WORK TO COMPLETE :: Reproduce the following paper abstract on high-level synthesis for control-flow intensive behaviors word for word, in full.

DOCUMENT EXCERPT ::
——————————
A Comprehensive High-level Synthesis System for Control-Flow Intensive Behaviors

W. Wang†, T. K. Tan†, J. Luo†, Y. Fei†, L. Shang†, K. S. Vallerio†, L. Zhong†, A. Raghunathan† and N. K. Jha†
† Dept. of Electrical Eng., Princeton University, NJ 08544
‡ NEC, C&C Research Labs, Princeton, NJ 08540

ABSTRACT
In this paper, we describe a comprehensive high-level synthesis system for control-flow intensive as well as data-dominated behaviors. We propose a new control-data flow graph model to preserve the parallelism inherent in the application, as well as to facilitate high-level synthesis. Our algorithm, which is based on an iterative improvement strategy, performs clock selection, scheduling, module selection, resource allocation and assignment simultaneously to fully derive the benefits of design space exploration at the behavior level. The system can be used to optimize area, power or energy, by selecting the cost function accordingly. Experimental results show that for energy-optimized designs, energy is reduced by up to 79.4% (an average of 42.2%), with an average of 24.8% area overhead, compared to area-optimized designs. For power-optimized designs, power is reduced by up to 70.8% (an average of 56.7%), with an average of 25.2% area overhead, compared to area-optimized designs. No \( V_{dd} \) scaling is performed to obtain the above results.
——————————
DATA RECORDS ::

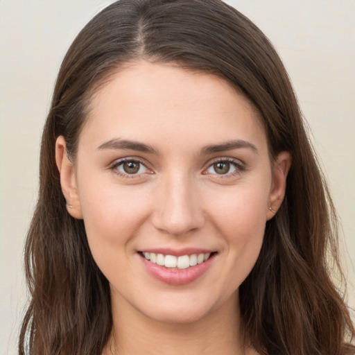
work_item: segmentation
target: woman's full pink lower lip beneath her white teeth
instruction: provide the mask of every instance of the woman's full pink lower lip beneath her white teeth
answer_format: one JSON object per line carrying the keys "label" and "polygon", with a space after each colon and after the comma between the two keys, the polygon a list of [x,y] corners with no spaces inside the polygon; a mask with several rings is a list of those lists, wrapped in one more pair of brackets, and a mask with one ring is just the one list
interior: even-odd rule
{"label": "woman's full pink lower lip beneath her white teeth", "polygon": [[150,275],[155,277],[155,279],[158,279],[159,281],[164,282],[165,284],[178,286],[189,284],[201,277],[205,272],[207,272],[207,270],[213,263],[216,254],[212,254],[211,257],[209,257],[209,259],[207,259],[203,263],[199,263],[195,266],[190,266],[189,268],[181,270],[166,268],[165,266],[160,266],[156,263],[151,263],[141,255],[139,255],[139,257],[143,261],[146,270],[150,273]]}

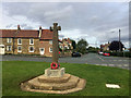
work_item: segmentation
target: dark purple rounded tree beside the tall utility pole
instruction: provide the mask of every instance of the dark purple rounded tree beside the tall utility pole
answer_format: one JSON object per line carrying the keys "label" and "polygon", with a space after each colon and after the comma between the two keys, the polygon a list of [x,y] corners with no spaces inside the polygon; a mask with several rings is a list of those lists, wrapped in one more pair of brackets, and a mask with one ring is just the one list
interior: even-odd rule
{"label": "dark purple rounded tree beside the tall utility pole", "polygon": [[[120,47],[119,47],[120,45]],[[117,41],[117,40],[114,40],[111,41],[110,46],[109,46],[109,50],[119,50],[120,48],[120,51],[122,51],[122,48],[124,48],[123,44],[121,41]]]}

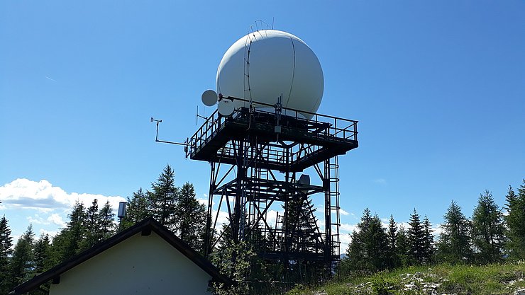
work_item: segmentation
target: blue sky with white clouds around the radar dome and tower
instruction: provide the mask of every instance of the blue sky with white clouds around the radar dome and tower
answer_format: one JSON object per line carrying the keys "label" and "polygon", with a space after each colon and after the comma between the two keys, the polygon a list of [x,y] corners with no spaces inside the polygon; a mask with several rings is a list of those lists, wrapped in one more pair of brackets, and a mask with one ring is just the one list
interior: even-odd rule
{"label": "blue sky with white clouds around the radar dome and tower", "polygon": [[[262,20],[319,57],[319,112],[359,120],[341,156],[348,231],[370,207],[442,222],[451,200],[502,205],[525,178],[524,1],[1,1],[0,214],[55,232],[76,199],[118,202],[167,163],[204,198],[180,146],[224,52]],[[206,114],[211,112],[206,110]],[[9,199],[6,201],[6,199]]]}

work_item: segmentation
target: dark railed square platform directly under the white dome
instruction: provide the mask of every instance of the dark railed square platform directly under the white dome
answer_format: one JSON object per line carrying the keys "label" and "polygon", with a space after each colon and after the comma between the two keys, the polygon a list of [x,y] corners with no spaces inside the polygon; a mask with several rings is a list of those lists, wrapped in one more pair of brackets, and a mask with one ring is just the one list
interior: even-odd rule
{"label": "dark railed square platform directly under the white dome", "polygon": [[358,147],[358,121],[318,114],[308,120],[299,110],[282,110],[287,115],[277,108],[275,112],[239,108],[228,117],[215,111],[187,139],[186,156],[235,165],[241,158],[239,146],[248,143],[250,149],[243,156],[257,159],[248,167],[300,172]]}

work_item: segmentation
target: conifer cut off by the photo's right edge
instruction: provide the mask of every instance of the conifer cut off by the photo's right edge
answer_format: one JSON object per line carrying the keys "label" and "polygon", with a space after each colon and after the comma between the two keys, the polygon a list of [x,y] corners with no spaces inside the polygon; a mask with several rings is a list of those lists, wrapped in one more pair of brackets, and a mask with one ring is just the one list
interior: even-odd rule
{"label": "conifer cut off by the photo's right edge", "polygon": [[507,221],[509,255],[514,259],[525,258],[525,180],[518,189],[518,195],[509,187],[507,199]]}

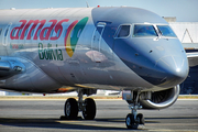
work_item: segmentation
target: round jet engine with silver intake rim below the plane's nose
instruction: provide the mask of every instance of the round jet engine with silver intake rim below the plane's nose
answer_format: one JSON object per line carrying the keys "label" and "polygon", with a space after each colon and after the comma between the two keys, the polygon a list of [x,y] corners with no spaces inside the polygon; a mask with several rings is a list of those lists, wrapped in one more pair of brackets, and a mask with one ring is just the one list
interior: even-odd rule
{"label": "round jet engine with silver intake rim below the plane's nose", "polygon": [[179,85],[174,88],[151,92],[150,99],[144,99],[141,95],[140,103],[143,109],[163,109],[170,107],[179,96]]}

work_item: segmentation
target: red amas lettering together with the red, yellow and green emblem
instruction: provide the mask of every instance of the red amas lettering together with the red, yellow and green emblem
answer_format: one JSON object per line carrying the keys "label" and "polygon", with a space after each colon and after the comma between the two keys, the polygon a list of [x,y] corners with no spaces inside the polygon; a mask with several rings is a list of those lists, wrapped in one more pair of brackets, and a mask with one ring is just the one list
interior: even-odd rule
{"label": "red amas lettering together with the red, yellow and green emblem", "polygon": [[[69,57],[73,56],[76,44],[78,42],[78,38],[88,21],[88,16],[79,20],[76,20],[72,22],[72,24],[68,26],[66,36],[64,36],[64,45],[66,53]],[[20,26],[15,26],[12,29],[10,33],[11,40],[41,40],[41,41],[56,41],[59,38],[59,36],[63,33],[63,23],[68,22],[69,19],[64,19],[61,21],[57,20],[50,20],[51,23],[50,26],[44,26],[46,24],[46,20],[30,20],[29,22],[26,20],[20,20],[21,22]],[[30,30],[29,30],[30,29]],[[55,32],[55,33],[53,33]],[[53,34],[53,36],[52,36]],[[38,44],[40,45],[40,44]]]}

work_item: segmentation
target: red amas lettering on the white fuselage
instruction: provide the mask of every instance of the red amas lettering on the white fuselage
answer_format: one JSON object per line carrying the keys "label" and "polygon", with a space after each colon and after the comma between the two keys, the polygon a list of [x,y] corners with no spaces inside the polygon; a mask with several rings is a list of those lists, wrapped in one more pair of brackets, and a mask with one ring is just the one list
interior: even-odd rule
{"label": "red amas lettering on the white fuselage", "polygon": [[[26,40],[31,40],[31,37],[33,37],[33,40],[40,38],[41,41],[44,41],[44,40],[56,41],[57,38],[59,38],[59,36],[63,32],[62,23],[68,22],[68,21],[69,21],[69,19],[64,19],[64,20],[61,20],[59,22],[57,20],[50,20],[48,22],[51,22],[51,25],[44,26],[46,23],[46,20],[41,20],[41,21],[40,20],[30,20],[29,22],[26,20],[20,20],[19,22],[22,22],[21,25],[12,29],[12,31],[10,33],[10,38],[11,40],[24,40],[25,34],[26,34]],[[37,24],[40,24],[40,25],[37,26]],[[31,29],[30,29],[30,26],[31,26]],[[53,30],[56,33],[56,35],[52,36],[51,33]]]}

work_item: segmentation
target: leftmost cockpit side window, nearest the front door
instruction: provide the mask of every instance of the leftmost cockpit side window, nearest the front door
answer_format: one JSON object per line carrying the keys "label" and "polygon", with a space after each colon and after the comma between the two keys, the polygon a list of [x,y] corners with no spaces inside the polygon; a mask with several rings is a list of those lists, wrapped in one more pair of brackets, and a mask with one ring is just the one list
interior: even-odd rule
{"label": "leftmost cockpit side window, nearest the front door", "polygon": [[130,35],[130,28],[131,25],[121,25],[118,29],[117,37],[127,37]]}

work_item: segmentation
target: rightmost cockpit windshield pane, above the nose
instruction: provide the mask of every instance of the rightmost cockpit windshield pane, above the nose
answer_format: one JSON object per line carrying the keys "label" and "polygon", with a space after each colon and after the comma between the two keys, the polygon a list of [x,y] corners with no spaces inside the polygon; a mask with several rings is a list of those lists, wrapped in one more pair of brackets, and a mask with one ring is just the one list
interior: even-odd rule
{"label": "rightmost cockpit windshield pane, above the nose", "polygon": [[168,25],[157,25],[157,28],[162,36],[177,37]]}

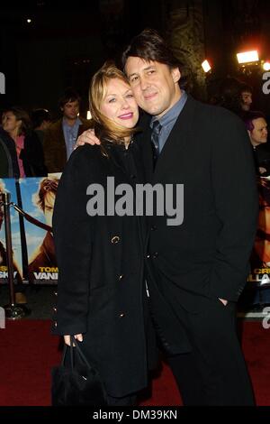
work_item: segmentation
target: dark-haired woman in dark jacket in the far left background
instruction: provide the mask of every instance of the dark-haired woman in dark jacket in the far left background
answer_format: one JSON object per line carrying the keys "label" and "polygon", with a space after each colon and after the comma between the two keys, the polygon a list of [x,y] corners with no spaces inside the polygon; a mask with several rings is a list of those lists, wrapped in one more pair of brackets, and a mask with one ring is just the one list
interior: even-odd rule
{"label": "dark-haired woman in dark jacket in the far left background", "polygon": [[44,177],[47,169],[44,164],[42,145],[31,131],[30,117],[21,107],[13,106],[4,111],[1,138],[10,149],[16,151],[19,175],[14,177]]}

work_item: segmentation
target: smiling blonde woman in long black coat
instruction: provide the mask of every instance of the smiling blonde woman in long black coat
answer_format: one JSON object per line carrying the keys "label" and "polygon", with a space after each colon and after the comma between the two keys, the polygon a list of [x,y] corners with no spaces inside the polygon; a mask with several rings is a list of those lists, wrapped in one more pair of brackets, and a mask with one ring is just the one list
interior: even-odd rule
{"label": "smiling blonde woman in long black coat", "polygon": [[54,333],[67,345],[75,335],[103,378],[109,404],[128,405],[147,386],[154,333],[143,280],[144,232],[135,214],[107,213],[121,198],[114,201],[107,185],[139,182],[139,152],[131,142],[139,111],[128,81],[113,65],[94,75],[89,96],[101,145],[77,148],[58,185]]}

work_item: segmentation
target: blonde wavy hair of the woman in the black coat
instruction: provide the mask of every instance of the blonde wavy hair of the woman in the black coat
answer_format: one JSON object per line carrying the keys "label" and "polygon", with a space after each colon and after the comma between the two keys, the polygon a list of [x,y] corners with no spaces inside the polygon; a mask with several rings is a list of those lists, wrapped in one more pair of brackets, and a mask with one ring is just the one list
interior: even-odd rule
{"label": "blonde wavy hair of the woman in the black coat", "polygon": [[91,80],[89,88],[89,108],[94,121],[95,134],[103,140],[112,143],[124,143],[125,137],[131,137],[139,131],[139,128],[124,128],[115,124],[111,119],[104,116],[100,111],[103,98],[106,95],[110,79],[118,78],[130,85],[128,79],[111,61],[106,61]]}

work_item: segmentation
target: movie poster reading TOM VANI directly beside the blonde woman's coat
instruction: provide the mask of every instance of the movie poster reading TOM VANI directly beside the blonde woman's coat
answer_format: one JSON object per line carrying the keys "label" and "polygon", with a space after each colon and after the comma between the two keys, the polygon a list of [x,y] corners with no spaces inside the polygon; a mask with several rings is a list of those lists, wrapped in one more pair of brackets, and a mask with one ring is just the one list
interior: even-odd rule
{"label": "movie poster reading TOM VANI directly beside the blonde woman's coat", "polygon": [[[58,177],[20,180],[28,253],[29,282],[54,284],[58,282],[58,267],[51,233],[52,213],[58,189]],[[48,229],[40,228],[39,223]]]}

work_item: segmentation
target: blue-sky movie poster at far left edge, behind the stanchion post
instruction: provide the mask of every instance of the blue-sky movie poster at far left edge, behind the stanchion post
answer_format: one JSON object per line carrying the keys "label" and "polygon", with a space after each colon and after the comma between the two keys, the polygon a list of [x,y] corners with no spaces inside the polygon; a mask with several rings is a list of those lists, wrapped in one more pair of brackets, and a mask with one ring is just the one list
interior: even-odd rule
{"label": "blue-sky movie poster at far left edge, behind the stanchion post", "polygon": [[[0,179],[0,193],[9,192],[11,202],[17,202],[14,179]],[[22,249],[18,213],[11,207],[12,245],[14,258],[14,280],[22,281]],[[5,251],[4,211],[0,208],[0,283],[8,281],[7,260]]]}

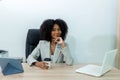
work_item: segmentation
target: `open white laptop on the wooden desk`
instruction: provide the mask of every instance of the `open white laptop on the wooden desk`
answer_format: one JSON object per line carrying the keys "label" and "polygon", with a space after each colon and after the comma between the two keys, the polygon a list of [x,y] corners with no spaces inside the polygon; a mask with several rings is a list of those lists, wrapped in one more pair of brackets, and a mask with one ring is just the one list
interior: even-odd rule
{"label": "open white laptop on the wooden desk", "polygon": [[102,65],[88,64],[75,71],[77,73],[83,73],[91,76],[100,77],[106,72],[110,71],[113,67],[113,61],[115,60],[117,49],[111,50],[105,53]]}

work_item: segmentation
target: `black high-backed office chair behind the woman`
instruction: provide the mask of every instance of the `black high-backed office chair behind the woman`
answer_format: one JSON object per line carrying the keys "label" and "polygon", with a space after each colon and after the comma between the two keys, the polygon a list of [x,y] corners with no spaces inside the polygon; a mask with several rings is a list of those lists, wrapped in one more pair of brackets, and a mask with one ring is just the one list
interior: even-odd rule
{"label": "black high-backed office chair behind the woman", "polygon": [[[40,40],[40,32],[39,29],[29,29],[26,38],[26,59],[29,54],[34,50]],[[41,56],[38,57],[38,61],[41,61]]]}

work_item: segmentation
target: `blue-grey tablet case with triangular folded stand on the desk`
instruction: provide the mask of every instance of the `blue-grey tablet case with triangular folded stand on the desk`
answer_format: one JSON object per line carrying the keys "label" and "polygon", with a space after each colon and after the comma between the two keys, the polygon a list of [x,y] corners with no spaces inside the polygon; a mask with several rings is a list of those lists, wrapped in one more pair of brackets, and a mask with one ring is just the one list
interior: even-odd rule
{"label": "blue-grey tablet case with triangular folded stand on the desk", "polygon": [[24,72],[22,64],[18,59],[0,58],[0,67],[3,75],[11,75]]}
——————————
RESULT OF THE EXERCISE ::
A Comprehensive High-level Synthesis System for Control-Flow Intensive Behaviors

W. Wang†, T. K. Tan†, J. Luo†, Y. Fei†, L. Shang†, K. S. Vallerio†, L. Zhong†, A. Raghunathan† and N. K. Jha†
† Dept. of Electrical Eng., Princeton University, NJ 08544
‡ NEC, C&C Research Labs, Princeton, NJ 08540

ABSTRACT
In this paper, we describe a comprehensive high-level synthesis system for control-flow intensive as well as data-dominated behaviors. We propose a new control-data flow graph model to preserve the parallelism inherent in the application, as well as to facilitate high-level synthesis. Our algorithm, which is based on an iterative improvement strategy, performs clock selection, scheduling, module selection, resource allocation and assignment simultaneously to fully derive the benefits of design space exploration at the behavior level. The system can be used to optimize area, power or energy, by selecting the cost function accordingly. Experimental results show that for energy-optimized designs, energy is reduced by up to 79.4% (an average of 42.2%), with an average of 24.8% area overhead, compared to area-optimized designs. For power-optimized designs, power is reduced by up to 70.8% (an average of 56.7%), with an average of 25.2% area overhead, compared to area-optimized designs. No \( V_{dd} \) scaling is performed to obtain the above results.